§ Exercise: Keep every line of the data below that has the string "clicks" and present those lines.

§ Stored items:
★ ★ ★

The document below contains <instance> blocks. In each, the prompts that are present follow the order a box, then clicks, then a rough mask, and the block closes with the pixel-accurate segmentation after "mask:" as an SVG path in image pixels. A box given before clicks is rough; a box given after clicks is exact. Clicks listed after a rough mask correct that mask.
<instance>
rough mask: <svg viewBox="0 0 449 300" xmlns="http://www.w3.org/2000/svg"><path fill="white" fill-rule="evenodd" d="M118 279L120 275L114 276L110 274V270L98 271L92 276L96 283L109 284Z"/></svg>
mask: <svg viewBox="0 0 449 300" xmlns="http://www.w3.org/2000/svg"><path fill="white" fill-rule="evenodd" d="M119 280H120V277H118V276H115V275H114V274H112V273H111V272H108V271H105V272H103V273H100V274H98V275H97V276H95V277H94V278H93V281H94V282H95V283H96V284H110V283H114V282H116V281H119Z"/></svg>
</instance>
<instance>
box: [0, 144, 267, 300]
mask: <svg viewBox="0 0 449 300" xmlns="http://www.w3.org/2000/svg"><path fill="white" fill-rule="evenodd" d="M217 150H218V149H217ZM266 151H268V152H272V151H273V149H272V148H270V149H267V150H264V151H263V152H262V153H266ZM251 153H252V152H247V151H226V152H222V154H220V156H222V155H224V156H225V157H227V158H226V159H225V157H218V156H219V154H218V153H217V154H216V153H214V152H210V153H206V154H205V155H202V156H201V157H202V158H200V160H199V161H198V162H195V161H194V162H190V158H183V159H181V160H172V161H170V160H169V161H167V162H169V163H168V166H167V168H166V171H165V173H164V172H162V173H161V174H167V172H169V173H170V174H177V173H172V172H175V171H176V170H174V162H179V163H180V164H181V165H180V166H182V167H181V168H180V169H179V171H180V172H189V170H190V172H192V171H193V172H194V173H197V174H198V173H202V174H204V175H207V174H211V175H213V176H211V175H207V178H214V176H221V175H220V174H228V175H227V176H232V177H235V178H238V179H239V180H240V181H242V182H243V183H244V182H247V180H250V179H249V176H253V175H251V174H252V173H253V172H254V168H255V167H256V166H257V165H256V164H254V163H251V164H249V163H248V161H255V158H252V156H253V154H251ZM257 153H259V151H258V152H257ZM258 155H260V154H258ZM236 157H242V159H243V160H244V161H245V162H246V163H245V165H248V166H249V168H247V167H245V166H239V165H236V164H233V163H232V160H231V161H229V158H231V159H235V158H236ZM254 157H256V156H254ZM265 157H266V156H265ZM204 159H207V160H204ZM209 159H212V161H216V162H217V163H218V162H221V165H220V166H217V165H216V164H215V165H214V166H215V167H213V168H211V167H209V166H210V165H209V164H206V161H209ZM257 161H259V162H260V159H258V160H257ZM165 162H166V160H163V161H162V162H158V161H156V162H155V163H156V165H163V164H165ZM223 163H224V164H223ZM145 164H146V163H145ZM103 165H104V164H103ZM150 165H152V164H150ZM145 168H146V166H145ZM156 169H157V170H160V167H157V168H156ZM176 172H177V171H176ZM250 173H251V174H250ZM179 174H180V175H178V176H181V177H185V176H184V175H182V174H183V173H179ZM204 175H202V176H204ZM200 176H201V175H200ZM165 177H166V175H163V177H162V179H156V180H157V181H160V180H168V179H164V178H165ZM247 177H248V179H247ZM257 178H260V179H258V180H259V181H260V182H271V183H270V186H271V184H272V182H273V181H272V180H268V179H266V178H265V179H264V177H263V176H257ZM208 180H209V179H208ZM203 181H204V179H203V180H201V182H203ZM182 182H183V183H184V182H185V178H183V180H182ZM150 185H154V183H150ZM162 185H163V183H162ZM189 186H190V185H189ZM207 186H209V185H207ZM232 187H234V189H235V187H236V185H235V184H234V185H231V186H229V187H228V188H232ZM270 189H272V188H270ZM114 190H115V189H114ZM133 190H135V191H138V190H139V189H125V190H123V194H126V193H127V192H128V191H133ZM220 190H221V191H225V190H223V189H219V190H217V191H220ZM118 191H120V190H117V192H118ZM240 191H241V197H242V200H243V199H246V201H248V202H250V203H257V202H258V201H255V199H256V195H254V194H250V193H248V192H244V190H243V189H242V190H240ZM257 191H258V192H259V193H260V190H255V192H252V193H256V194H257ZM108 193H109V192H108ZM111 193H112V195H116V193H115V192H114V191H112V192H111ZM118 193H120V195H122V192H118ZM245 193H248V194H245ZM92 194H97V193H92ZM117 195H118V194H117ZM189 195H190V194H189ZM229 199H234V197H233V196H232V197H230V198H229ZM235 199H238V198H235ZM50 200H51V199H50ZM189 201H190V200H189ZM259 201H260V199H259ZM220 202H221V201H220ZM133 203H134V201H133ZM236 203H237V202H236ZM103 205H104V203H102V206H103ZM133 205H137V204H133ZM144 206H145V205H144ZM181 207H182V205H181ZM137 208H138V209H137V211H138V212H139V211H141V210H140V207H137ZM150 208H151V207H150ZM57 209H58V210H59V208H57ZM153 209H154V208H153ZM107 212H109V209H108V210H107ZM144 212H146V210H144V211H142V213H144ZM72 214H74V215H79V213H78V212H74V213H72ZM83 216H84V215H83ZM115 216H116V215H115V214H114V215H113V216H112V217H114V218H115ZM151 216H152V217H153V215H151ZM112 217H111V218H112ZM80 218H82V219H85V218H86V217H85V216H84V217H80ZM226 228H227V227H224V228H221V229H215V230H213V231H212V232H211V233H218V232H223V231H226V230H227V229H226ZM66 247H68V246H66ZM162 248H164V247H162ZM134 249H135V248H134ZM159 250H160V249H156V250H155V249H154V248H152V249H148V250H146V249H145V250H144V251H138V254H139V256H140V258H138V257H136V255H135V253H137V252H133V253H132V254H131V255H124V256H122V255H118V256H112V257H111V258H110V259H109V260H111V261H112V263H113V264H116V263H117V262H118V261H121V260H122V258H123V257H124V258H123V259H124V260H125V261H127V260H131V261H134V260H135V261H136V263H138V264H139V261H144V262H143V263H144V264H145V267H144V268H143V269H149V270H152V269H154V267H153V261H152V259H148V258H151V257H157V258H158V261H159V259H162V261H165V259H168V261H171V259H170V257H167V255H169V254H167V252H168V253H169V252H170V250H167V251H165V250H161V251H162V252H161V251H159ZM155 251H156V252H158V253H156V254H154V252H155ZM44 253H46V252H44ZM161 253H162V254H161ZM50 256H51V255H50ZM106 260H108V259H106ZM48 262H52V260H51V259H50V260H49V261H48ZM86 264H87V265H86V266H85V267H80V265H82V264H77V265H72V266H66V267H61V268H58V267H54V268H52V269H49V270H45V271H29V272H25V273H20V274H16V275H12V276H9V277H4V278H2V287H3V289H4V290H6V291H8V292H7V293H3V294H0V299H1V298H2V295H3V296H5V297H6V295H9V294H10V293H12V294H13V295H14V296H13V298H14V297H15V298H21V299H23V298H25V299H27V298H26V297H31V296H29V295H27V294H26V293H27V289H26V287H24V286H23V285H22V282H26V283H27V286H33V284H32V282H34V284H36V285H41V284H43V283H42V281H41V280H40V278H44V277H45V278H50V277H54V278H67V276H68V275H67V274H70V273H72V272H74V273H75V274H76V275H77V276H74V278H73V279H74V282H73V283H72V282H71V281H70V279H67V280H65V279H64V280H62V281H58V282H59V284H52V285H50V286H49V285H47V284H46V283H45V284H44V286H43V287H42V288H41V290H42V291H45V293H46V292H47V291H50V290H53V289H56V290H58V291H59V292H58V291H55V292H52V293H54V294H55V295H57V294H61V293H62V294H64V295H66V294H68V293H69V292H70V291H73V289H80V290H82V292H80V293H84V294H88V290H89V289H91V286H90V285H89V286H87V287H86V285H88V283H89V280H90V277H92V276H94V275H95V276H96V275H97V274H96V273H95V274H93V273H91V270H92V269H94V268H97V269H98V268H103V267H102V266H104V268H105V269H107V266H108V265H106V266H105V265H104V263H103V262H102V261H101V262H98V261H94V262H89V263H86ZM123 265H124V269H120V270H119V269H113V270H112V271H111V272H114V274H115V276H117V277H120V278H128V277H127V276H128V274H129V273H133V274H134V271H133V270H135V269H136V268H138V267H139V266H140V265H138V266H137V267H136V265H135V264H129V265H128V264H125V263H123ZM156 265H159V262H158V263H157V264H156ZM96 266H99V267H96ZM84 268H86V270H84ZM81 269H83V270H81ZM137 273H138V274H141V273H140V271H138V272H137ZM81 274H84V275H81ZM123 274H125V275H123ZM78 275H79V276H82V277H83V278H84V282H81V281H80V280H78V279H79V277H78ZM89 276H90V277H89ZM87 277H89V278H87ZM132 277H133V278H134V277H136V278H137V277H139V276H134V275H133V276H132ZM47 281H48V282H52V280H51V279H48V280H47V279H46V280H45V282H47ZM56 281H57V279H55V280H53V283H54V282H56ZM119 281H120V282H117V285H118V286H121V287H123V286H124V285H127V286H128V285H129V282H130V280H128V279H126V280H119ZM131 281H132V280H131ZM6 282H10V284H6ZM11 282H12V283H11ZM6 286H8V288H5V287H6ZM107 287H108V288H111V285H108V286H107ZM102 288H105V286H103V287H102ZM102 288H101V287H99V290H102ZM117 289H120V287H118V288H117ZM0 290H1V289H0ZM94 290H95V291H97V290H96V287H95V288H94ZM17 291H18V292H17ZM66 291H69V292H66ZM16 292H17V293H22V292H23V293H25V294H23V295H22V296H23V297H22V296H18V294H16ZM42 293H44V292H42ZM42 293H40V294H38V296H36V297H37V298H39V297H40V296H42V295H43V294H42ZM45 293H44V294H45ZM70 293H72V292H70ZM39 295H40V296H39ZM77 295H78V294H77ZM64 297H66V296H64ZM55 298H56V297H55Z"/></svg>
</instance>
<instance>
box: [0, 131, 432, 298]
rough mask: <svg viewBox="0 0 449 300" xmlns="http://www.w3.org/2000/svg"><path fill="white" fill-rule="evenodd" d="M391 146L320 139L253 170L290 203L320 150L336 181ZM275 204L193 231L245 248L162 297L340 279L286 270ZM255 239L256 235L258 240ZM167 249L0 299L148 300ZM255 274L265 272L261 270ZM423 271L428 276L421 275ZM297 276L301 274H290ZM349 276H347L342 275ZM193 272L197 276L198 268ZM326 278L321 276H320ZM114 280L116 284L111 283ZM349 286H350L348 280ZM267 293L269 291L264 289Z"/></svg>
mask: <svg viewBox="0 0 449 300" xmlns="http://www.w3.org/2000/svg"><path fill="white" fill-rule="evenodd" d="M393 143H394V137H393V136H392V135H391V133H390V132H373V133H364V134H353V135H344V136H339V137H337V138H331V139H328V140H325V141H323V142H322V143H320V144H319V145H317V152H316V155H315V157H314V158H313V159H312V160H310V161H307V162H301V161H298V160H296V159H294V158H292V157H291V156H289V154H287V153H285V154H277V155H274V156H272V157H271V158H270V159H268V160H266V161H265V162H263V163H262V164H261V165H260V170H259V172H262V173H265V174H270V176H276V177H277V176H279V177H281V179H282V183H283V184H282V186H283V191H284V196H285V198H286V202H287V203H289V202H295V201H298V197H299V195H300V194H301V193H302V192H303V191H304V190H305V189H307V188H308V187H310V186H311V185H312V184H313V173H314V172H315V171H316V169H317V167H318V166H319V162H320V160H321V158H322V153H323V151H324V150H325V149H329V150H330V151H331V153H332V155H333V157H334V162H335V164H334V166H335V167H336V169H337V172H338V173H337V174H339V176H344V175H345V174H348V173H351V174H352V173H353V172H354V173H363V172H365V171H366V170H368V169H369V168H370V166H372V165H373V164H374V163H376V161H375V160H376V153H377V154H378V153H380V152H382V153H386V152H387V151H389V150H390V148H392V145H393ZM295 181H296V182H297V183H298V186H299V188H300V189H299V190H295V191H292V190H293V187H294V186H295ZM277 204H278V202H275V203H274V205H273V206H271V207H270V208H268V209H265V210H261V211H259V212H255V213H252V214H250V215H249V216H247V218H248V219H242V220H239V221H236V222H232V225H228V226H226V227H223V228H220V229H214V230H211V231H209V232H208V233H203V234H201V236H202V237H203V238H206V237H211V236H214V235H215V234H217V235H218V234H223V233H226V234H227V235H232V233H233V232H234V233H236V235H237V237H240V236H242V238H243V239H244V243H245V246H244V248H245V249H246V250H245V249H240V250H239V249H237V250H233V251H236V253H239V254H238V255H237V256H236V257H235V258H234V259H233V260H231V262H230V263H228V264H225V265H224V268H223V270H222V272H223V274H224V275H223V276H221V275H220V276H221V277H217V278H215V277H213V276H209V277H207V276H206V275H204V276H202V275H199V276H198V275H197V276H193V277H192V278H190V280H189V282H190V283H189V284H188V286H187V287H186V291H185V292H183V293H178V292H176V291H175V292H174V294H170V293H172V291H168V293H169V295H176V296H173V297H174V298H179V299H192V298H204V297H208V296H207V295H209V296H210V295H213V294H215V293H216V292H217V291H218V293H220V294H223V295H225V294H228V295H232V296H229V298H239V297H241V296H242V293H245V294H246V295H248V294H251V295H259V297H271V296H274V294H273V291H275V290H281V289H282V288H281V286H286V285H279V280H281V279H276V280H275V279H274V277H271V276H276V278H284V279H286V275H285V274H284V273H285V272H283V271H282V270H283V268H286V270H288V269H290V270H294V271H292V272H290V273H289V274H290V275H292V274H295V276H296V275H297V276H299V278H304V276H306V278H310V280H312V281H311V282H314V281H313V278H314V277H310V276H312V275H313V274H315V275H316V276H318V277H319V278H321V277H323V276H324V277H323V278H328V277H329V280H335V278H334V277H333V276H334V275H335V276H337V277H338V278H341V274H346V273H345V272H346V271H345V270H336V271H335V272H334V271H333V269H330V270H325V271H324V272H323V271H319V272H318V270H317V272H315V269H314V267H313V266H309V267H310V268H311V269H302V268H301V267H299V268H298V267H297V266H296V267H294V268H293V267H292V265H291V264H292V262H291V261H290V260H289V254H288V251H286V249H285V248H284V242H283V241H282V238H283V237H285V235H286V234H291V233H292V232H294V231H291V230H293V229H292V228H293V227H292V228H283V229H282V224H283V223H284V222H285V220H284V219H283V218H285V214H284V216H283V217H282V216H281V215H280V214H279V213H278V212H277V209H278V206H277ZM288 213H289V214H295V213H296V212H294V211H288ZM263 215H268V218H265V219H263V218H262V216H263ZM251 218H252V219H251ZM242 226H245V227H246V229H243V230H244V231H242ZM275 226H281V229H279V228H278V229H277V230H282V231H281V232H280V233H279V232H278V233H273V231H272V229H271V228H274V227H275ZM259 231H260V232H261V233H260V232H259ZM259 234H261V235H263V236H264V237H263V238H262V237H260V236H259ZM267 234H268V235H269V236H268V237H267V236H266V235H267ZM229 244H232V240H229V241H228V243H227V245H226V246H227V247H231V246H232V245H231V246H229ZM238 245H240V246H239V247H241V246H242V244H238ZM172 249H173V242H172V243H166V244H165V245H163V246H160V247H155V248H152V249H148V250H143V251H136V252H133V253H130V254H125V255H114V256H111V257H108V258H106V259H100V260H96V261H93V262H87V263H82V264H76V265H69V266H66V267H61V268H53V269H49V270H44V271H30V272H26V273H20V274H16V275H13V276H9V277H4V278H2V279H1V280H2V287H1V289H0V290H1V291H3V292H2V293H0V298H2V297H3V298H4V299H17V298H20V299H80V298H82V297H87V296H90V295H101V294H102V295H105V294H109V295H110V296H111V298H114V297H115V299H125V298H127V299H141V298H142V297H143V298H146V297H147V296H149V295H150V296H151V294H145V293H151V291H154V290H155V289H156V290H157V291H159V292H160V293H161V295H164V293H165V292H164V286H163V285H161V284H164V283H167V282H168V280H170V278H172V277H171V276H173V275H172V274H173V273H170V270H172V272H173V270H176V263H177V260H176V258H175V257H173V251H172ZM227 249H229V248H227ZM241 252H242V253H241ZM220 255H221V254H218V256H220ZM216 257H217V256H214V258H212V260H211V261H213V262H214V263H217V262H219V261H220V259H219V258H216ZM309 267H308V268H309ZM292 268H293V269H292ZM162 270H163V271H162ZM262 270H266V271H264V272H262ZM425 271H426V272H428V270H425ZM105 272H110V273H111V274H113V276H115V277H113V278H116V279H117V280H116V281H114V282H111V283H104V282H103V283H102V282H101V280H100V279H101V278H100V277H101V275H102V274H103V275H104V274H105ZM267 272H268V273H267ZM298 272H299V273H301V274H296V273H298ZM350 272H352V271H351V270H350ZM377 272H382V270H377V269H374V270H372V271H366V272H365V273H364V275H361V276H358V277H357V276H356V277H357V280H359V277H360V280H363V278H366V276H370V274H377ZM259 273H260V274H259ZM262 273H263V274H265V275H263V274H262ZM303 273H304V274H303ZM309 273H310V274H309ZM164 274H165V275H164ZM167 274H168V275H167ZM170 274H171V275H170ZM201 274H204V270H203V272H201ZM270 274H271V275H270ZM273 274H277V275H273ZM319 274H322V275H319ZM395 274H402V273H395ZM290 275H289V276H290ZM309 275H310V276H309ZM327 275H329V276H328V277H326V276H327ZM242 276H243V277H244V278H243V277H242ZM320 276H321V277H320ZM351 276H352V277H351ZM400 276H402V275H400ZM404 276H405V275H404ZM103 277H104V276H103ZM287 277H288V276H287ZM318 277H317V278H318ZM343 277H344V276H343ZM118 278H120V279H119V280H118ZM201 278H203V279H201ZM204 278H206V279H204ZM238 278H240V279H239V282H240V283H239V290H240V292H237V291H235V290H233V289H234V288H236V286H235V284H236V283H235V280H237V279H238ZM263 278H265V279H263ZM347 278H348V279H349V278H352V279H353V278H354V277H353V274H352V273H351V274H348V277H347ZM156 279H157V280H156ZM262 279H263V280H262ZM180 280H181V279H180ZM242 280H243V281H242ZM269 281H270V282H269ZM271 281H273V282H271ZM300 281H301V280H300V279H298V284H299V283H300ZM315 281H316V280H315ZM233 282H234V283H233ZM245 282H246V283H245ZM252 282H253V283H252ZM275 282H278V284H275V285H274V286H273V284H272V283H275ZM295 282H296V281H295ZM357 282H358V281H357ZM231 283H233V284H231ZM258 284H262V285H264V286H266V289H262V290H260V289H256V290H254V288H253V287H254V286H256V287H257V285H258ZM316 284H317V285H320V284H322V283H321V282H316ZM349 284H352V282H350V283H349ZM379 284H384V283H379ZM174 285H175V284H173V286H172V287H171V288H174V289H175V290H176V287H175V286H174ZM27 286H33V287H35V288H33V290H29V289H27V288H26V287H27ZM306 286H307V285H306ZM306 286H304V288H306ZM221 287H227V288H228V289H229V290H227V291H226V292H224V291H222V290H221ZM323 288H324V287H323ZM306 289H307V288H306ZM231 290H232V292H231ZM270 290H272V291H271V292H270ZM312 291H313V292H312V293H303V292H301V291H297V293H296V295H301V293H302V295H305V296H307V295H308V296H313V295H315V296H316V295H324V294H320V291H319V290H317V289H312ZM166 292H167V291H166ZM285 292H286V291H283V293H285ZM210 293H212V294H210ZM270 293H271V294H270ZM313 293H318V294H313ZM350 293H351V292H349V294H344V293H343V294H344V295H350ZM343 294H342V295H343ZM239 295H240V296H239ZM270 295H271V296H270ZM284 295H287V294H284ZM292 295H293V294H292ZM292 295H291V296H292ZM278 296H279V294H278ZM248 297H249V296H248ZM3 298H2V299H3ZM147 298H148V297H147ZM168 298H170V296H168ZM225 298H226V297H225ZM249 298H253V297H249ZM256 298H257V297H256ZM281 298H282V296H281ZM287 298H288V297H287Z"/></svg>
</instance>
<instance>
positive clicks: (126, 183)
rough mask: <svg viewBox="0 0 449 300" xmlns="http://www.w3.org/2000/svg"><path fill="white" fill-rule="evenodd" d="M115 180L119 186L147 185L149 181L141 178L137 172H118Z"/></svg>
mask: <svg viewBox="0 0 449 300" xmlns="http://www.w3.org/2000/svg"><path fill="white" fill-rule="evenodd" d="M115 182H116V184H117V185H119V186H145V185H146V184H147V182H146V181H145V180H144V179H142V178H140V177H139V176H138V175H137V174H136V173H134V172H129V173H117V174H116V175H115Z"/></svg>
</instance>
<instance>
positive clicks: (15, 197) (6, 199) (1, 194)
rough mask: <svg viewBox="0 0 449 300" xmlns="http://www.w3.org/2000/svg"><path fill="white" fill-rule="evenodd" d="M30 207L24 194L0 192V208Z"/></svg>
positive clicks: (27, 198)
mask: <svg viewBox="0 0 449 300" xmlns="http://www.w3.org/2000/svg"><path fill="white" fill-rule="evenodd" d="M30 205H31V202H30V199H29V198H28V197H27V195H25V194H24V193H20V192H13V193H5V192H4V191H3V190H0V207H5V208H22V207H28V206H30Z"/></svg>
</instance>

★ ★ ★

§ Solved problem:
The document below contains <instance> blocks. In each, the prompts that are present follow the order a box, then clicks, then a rough mask, and the block closes with the pixel-accurate segmentation after "mask:" as an SVG path in image pixels. A box given before clicks is rough; a box given after clicks is exact. Clicks listed after a rough mask correct that mask.
positive clicks: (126, 183)
positive clicks: (15, 197) (6, 199) (1, 194)
positive clicks: (27, 198)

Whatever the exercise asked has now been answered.